Data Science for beginners
Shailaja Gupta
Sr. Manager - Data & AI @EY Malaysia || 100+ Analytics, AI & Product Talks @IIMs, DU, Josh Talks, InsideIIM || IIMCom Founder
What all do we need for entering Data Science
- Query language like SQL
- Programming language like R/Python
- Visualisation tool like PowerBI/Qliksense/Qlikview/Tableau etc.
- Basic Statistics for Machine Learning
- Machine learning algorithms (make sure you try out use cases in the domain where you wish to expertise in, sales, finance, HR, ops etc. Use cases will be different for all)
- Practise and implementation
a) Query Language
Types of query languages you can learn: SQL is hands down the best in market and it is not going anywhere.
One more query language you can learn is elasticsearch. It is very much in use nowadays. I learnt it via a Udemy course. The difference between SQL and elasticsearch is that in elasticsearch, you have a dataframe where not every row has the same column values. For eg. a database car. Let’s say for some cars we have only model name, price and color info. For some we may have color, model, price, number of models till date, parent company etc., for another type of car we may have info on only model and name etc. In SQL this is captured by putting NAN values where fields are missing. In elasticsearch, there is no concept of NAN.
Sources of learning: You can learn from W3Schools/Tutorialspoint or anywhere actually since it will hardly take one week to learn SQL. If you dont have access to databases to practise, you can load any csv file as a database and practise.
Elasticsearch / Kibana can be learnt via the same websites. Also you can take a Udemy course on the same since this is harder to learn comapred to SQL.
Environment: In case you are learning SQL, you can install MySQL/PostGRESQL and start the practise. For elasticsearch you can install Kibana and practise.
Why is Query language important for Data Science?
We have huge datasets in Data science having millions of rows and millions of columns. For an analysis you dont need all the data. We need to extract the relevant data using query language and then proceed with analysis.
Big Data: You can also learn big data languages or techniques such as Scala and Hadoop/Mapreduce etc. However that is a good to have for most D.S. jobs and not a must have. It is more like an icing on the cake. Big data is a part of Data engineering and usually invloves coding mostly unlike Data science which is a blend of statistics, maths, coding and domain knowledge. Big data should be learnt after you are thorough with Data Science.
Time taken to learn: SQL can be learnt in 1 week at max. Practise can be alongside during projects / hackathons. Elasticsearch can take 2 weeks.
b) Programming Language
Languages in vogue: There are 2 main languages R and python. R is a language designed by statisticians and mathemeticians. Python is a lanbguage of the coders. Both are good. However nowadays Python is more in vogue due to it’s large support eco-system from the programming world, better scalability and better integration with APIs and other codes for the complete product.
Learning Source: I learnt Python via Coursera. Course name was python for data science. You can also learn via tutorialspoint and W3schools. More than the course, I learnt via major and minor project that we were supposed to do as part of our certificate.
I learnt R via udemy. Advanced Course on R for data science. It is good to learn one language in depth and have an overview of another language alongwith it. That is because in a team you will be working with many data scientists. Some will be comfortable with R, and some with python.
Environment: Anaconda Navigator, Pycharm, Spyder , RStudio or Jupyter notebooks.
An environment is a place where you code basically and implement your codes.

PROBLEM DETAILS: Return the part of the beginner's guide to data science that begins at the words "I learnt R via" and stops after the words "some with python.", copied word for word. The data that follows is separate material and has no connection to the beginner's guide to data science.

MATERIAL SUPPLIED:
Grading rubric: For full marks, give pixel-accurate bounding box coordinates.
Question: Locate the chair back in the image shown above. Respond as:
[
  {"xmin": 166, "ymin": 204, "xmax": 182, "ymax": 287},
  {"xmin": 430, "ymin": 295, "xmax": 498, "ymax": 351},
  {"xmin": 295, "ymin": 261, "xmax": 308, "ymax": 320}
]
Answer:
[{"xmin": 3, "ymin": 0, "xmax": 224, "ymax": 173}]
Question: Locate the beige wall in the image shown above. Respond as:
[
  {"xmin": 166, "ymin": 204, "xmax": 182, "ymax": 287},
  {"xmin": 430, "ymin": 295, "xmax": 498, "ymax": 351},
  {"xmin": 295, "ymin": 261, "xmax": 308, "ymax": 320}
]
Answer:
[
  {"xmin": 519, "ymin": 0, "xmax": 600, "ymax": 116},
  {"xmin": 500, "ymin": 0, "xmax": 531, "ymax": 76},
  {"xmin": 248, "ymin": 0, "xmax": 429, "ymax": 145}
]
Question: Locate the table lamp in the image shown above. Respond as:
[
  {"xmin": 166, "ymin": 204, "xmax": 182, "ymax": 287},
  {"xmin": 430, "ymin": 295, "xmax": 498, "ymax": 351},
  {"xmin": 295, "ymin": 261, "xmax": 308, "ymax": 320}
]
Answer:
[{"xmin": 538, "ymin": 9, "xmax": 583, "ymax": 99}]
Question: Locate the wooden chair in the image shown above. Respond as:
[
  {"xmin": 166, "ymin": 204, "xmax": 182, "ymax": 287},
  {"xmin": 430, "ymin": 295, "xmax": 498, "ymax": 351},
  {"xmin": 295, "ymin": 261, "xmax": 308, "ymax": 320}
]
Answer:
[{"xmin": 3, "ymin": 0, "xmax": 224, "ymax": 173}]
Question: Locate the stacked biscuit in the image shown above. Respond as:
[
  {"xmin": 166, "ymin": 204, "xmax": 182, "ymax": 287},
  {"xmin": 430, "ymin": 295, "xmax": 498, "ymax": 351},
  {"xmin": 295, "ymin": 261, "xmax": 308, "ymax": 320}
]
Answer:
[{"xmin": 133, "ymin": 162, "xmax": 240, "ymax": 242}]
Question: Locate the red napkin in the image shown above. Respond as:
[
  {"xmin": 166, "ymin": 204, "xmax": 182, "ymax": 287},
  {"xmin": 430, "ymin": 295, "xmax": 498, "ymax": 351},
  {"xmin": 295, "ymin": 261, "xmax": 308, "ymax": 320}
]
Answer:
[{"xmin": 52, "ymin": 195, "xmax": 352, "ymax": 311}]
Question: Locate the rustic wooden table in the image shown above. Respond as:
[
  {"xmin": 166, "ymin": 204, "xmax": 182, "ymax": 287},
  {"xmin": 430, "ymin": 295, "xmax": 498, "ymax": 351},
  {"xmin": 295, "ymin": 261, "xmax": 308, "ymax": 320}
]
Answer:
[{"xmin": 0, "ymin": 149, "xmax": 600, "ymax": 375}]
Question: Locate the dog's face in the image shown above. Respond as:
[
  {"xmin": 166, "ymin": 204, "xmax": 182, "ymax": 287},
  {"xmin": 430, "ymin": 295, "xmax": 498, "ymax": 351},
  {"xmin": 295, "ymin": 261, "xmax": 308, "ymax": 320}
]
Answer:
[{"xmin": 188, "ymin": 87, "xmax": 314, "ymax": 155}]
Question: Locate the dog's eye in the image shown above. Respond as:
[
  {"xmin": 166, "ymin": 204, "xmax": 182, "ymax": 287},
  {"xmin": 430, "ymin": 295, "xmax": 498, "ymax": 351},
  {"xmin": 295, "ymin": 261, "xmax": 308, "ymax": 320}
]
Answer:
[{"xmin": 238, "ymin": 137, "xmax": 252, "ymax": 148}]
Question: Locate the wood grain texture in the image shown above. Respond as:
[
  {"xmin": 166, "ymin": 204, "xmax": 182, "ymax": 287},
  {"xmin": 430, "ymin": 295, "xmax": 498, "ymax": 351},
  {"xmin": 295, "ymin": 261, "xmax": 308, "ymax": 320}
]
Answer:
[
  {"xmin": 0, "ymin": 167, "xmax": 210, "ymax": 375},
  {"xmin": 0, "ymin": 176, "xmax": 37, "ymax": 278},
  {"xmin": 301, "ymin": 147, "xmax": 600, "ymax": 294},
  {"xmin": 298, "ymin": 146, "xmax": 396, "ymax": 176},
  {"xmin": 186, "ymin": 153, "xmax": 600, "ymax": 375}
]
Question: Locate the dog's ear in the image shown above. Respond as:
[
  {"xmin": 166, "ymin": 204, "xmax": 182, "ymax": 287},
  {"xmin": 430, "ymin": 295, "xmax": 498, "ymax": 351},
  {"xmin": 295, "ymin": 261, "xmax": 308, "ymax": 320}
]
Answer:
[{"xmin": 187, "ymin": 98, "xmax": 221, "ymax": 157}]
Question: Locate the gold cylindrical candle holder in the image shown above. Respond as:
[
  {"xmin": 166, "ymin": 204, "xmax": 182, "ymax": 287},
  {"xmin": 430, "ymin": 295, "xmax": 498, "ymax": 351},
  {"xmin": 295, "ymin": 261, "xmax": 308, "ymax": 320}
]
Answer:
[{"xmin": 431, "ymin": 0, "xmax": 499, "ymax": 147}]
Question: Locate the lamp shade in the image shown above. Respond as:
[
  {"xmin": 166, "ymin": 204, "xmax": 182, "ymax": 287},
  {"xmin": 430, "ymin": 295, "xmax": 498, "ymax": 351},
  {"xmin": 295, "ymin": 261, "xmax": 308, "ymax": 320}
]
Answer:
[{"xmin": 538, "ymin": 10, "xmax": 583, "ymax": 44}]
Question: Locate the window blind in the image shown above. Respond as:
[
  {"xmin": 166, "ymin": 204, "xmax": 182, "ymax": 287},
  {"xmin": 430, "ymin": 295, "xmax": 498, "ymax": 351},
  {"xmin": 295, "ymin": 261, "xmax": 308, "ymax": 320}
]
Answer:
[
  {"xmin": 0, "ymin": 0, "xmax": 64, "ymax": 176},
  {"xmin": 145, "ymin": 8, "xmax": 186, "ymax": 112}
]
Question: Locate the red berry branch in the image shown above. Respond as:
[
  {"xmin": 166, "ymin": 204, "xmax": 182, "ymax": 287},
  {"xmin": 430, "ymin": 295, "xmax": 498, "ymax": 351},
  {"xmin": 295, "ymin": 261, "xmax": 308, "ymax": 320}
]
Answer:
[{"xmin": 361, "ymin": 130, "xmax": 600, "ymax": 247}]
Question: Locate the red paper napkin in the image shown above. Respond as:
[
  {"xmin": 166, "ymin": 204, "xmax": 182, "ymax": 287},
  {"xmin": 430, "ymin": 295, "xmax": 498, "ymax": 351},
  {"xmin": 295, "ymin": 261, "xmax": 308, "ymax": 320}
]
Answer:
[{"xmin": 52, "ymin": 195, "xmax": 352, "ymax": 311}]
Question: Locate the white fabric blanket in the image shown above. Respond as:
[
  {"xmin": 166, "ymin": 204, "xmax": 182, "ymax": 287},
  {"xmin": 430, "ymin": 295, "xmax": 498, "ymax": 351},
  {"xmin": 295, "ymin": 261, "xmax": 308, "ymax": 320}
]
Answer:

SOLUTION FOR THIS PROBLEM:
I learnt R via udemy. Advanced Course on R for data science. It is good to learn one language in depth and have an overview of another language alongwith it. That is because in a team you will be working with many data scientists. Some will be comfortable with R, and some with python.